**Exercise requirements:** Transcribe the entire listing below exactly.

**Information:**
* * * *

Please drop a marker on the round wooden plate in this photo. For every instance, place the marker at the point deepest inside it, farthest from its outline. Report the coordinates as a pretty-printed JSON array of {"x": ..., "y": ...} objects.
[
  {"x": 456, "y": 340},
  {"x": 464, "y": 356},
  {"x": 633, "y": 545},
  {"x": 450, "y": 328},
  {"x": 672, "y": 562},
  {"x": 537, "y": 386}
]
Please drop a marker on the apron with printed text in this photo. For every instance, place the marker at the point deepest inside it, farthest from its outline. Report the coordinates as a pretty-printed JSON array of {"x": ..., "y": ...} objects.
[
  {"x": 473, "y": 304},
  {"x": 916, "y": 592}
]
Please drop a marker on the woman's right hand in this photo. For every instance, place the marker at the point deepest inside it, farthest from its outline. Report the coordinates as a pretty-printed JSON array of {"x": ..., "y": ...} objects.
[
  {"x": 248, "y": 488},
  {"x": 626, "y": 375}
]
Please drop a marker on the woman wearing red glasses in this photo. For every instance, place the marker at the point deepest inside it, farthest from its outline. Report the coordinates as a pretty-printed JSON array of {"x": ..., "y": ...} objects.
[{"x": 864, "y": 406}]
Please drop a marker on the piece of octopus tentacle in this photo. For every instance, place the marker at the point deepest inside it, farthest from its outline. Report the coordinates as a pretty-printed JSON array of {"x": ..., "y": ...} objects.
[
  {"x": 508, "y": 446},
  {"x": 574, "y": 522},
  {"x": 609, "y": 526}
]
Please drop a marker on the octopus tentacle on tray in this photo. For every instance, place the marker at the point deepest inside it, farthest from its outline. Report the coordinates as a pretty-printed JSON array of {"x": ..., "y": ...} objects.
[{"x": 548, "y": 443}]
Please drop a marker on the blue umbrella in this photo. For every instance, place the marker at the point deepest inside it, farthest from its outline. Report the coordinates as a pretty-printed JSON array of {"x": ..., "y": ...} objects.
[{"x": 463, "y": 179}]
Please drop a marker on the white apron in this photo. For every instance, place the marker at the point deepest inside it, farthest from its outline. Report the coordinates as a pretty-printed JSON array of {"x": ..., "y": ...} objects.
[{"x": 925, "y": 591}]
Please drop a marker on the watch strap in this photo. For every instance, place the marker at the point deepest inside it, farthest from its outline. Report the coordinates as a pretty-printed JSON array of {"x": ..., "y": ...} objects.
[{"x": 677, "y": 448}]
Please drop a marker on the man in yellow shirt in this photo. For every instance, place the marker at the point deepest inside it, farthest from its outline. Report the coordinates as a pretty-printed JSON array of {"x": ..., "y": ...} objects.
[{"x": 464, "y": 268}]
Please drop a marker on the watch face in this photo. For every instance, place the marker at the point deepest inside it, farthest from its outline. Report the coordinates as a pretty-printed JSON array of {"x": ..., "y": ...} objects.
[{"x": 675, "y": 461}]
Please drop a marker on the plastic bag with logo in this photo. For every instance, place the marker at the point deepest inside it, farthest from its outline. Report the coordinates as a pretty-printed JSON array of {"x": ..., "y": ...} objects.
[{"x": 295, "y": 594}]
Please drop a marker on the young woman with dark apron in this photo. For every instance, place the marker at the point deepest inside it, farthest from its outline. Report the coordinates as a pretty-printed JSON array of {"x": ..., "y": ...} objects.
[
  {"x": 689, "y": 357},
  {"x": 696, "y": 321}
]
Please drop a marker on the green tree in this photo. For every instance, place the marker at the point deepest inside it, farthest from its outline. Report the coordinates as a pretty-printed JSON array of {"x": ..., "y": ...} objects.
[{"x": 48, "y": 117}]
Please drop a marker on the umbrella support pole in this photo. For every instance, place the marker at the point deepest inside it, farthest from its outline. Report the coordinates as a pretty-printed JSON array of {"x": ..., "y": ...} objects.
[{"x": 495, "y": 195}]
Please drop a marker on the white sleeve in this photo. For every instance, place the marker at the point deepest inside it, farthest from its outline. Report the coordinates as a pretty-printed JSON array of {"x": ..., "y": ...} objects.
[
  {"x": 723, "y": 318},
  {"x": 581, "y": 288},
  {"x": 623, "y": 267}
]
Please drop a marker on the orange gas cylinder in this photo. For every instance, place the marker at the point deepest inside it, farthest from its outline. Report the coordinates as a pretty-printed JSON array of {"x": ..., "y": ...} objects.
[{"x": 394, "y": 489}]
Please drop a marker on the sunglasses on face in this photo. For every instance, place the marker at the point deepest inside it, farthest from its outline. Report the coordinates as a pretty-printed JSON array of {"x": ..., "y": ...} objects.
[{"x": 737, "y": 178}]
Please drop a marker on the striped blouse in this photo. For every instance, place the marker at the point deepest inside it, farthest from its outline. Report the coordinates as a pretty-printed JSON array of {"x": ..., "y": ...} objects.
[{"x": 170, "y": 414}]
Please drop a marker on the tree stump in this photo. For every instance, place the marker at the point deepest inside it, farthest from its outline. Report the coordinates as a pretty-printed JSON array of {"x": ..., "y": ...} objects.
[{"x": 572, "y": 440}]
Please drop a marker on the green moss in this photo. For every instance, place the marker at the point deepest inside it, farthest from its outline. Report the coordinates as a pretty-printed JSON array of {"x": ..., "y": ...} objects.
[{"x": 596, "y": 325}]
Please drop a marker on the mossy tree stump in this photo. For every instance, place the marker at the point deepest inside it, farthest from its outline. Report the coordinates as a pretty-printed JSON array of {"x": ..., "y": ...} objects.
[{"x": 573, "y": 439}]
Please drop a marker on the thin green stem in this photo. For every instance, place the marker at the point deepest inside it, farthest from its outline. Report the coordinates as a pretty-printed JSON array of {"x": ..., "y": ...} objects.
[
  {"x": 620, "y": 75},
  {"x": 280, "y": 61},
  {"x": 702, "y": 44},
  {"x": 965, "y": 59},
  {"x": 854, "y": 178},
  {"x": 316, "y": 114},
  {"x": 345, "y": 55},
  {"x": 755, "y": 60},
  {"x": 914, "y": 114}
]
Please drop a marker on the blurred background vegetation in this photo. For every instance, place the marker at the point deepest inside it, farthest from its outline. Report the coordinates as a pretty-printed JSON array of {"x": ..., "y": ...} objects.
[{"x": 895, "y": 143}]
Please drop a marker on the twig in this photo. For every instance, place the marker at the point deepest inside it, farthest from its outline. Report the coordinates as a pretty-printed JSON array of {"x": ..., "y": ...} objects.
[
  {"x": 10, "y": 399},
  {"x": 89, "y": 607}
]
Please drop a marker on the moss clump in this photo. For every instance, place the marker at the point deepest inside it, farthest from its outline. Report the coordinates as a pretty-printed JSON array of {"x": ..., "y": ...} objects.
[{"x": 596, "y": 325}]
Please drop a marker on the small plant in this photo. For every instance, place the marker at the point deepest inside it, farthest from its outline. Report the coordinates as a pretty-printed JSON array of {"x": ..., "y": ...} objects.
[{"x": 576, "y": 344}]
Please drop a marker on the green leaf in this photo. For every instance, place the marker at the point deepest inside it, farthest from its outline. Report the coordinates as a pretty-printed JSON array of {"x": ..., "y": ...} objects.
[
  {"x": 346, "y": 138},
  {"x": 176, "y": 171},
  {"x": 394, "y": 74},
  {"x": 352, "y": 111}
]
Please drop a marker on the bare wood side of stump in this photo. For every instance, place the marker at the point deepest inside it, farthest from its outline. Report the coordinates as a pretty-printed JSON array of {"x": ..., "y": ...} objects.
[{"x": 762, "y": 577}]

* * * *

**Answer space:**
Please drop a marker on the round wooden plate in this photo. For every instance, place the marker at the point deepest inside it, farthest from its outline. Report the coordinates as a pretty-printed JSON array of {"x": ..., "y": ...} objects.
[
  {"x": 456, "y": 340},
  {"x": 464, "y": 356},
  {"x": 633, "y": 545},
  {"x": 450, "y": 328},
  {"x": 672, "y": 562},
  {"x": 537, "y": 386}
]
Please drop a marker on the apron with printed text in this photo. For every instance, place the marker at the point deepest inside it, farthest from its outline. Report the coordinates as a pretty-printed JSON array of {"x": ..., "y": ...} objects.
[
  {"x": 473, "y": 304},
  {"x": 916, "y": 592}
]
Please drop a marker on the woman's right hand in this photo. For every instance, place the marker at the point deepest inside it, farthest from its outline. Report the coordinates as a pretty-printed JSON array of {"x": ..., "y": ...} objects.
[
  {"x": 248, "y": 488},
  {"x": 626, "y": 375}
]
Please drop a marker on the woman wearing red glasses in this photo. For every instance, place the marker at the point deepest inside it, farthest from its outline. Report the coordinates as a pretty-printed JSON array of {"x": ..., "y": ...} objects.
[{"x": 864, "y": 406}]
Please drop a marker on the piece of octopus tentacle in this photo. For every instance, place the marker at the point deepest inside it, farthest from its outline. Report the coordinates as a pretty-printed JSON array of {"x": ..., "y": ...} objects.
[
  {"x": 508, "y": 446},
  {"x": 574, "y": 522},
  {"x": 609, "y": 526}
]
Please drop a marker on the octopus tentacle on tray in this photo. For every instance, place the marker at the point deepest inside it, farthest from its outline. Report the coordinates as a pretty-printed JSON array of {"x": ..., "y": ...} objects.
[{"x": 548, "y": 443}]
Please drop a marker on the blue umbrella in this photo. For every instance, place the marker at the point deepest inside it, farthest from its outline. Report the coordinates as a pretty-printed JSON array of {"x": ..., "y": ...} objects.
[{"x": 463, "y": 179}]
Please drop a marker on the white apron in this photo. For every instance, place the marker at the point deepest inside it, farthest from its outline. Report the coordinates as a pretty-printed JSON array of {"x": ..., "y": ...} objects.
[{"x": 925, "y": 591}]
Please drop a marker on the watch strap in this photo. For every instance, place the marker at the point deepest inside it, farthest from its outline. Report the coordinates as a pretty-printed JSON array of {"x": ..., "y": ...} objects.
[{"x": 677, "y": 448}]
Please drop a marker on the man in yellow shirt in this photo. For every instance, place the marker at the point deepest inside it, farthest from its outline. Report the coordinates as a pretty-printed JSON array of {"x": ..., "y": ...} objects.
[{"x": 464, "y": 268}]
Please drop a marker on the watch face in this photo. For every instance, place the marker at the point deepest inside it, farthest from its outline. Report the coordinates as a pretty-printed JSON array of {"x": ..., "y": ...} objects.
[{"x": 675, "y": 461}]
Please drop a marker on the plastic bag with logo in this photo. For every instance, place the marker at the point deepest inside it, farthest from its outline. Report the coordinates as a pretty-printed JSON array of {"x": ..., "y": ...} objects.
[{"x": 295, "y": 594}]
Please drop a marker on the young woman with dark apron in this photo. For every instance, place the marker at the point deepest inside it, farthest from its outline. Report the coordinates as a pretty-printed JSON array of {"x": ..., "y": ...} objects.
[
  {"x": 689, "y": 357},
  {"x": 696, "y": 321}
]
Please drop a marker on the green tree in this photo. For every instance, place the marker at the point deepest inside it, farthest from its outline. Report the coordinates as a pretty-printed JSON array of {"x": ..., "y": ...} objects.
[{"x": 48, "y": 117}]
Please drop a marker on the umbrella support pole in this photo. For every instance, place the marker at the point deepest inside it, farthest from its outline. Report the coordinates as a pretty-printed JSON array of {"x": ..., "y": ...} objects.
[{"x": 495, "y": 195}]
Please drop a marker on the white sleeve in this photo. For every instance, place the marker at the point deepest inside it, farthest from its outline. Report the coordinates as a pretty-printed JSON array of {"x": ..., "y": ...} objects.
[
  {"x": 723, "y": 318},
  {"x": 581, "y": 288},
  {"x": 623, "y": 267}
]
Please drop a marker on the orange gas cylinder in this photo. For every instance, place the marker at the point deepest inside it, farthest from its outline. Report the coordinates as a pretty-printed JSON array of {"x": ..., "y": ...} objects.
[{"x": 394, "y": 489}]
Please drop a marker on the sunglasses on face in this photo. For every instance, place the marker at the point deepest inside it, farthest from its outline. Report the coordinates as a pretty-printed JSON array of {"x": ..., "y": ...} objects.
[{"x": 737, "y": 178}]
Please drop a marker on the striped blouse in this photo. For every instance, place the marker at the point deepest inside it, farthest from its outline. Report the coordinates as a pretty-printed JSON array of {"x": ..., "y": ...} objects.
[{"x": 170, "y": 414}]
Please drop a marker on the tree stump in this photo. For every instance, place the marker at the point deepest inside it, farthest from its outline. Report the coordinates as a pretty-printed JSON array of {"x": ..., "y": ...} objects.
[{"x": 572, "y": 440}]
Please drop a marker on the green moss in this photo. For every instance, place the marker at the point deepest inside it, farthest from its outline. Report the coordinates as a pretty-printed JSON array of {"x": ..., "y": ...} objects.
[{"x": 596, "y": 325}]
Please drop a marker on the mossy tree stump in this photo. For every instance, place the marker at the point deepest inside it, farthest from its outline. Report the coordinates as a pretty-printed JSON array of {"x": ..., "y": ...} objects.
[{"x": 573, "y": 439}]
Please drop a marker on the thin green stem in this photo. For every instance, place the marker at the point deepest inside it, farthest from its outline. Report the coordinates as a pretty-printed JSON array of {"x": ..., "y": ...} objects.
[
  {"x": 620, "y": 75},
  {"x": 280, "y": 61},
  {"x": 702, "y": 44},
  {"x": 965, "y": 59},
  {"x": 854, "y": 178},
  {"x": 316, "y": 114},
  {"x": 345, "y": 55},
  {"x": 755, "y": 60},
  {"x": 914, "y": 114}
]
Please drop a marker on the blurred background vegetation in this photo. For every instance, place the marker at the point deepest inside it, farthest from its outline. Report the coordinates as a pretty-printed JSON array of {"x": ..., "y": ...} objects.
[{"x": 895, "y": 143}]
Please drop a marker on the twig in this photo. For every instance, place the marker at the point deepest inside it, farthest from its outline. Report the coordinates as a pretty-printed JSON array of {"x": ..., "y": ...} objects.
[
  {"x": 10, "y": 399},
  {"x": 89, "y": 607}
]
Please drop a marker on the moss clump in this photo. For every instance, place the marker at the point deepest inside it, farthest from its outline. Report the coordinates as a pretty-printed JSON array of {"x": ..., "y": ...} objects.
[{"x": 596, "y": 325}]
Please drop a marker on the small plant in this photo. For every instance, place the marker at the point deepest inside it, farthest from its outline. Report the coordinates as a pretty-printed JSON array of {"x": ..., "y": ...} objects.
[{"x": 576, "y": 344}]
Please drop a marker on the green leaf in this photo. For every instance, place the marker at the point deepest inside it, farthest from its outline. Report the coordinates as a pretty-printed JSON array of {"x": ..., "y": ...} objects.
[
  {"x": 346, "y": 138},
  {"x": 176, "y": 171},
  {"x": 394, "y": 74},
  {"x": 352, "y": 111}
]
Please drop a marker on the bare wood side of stump in this photo. For every instance, place the marker at the point deepest inside it, farthest from its outline. Report the coordinates as a pretty-printed JSON array of {"x": ..., "y": ...} objects.
[{"x": 762, "y": 577}]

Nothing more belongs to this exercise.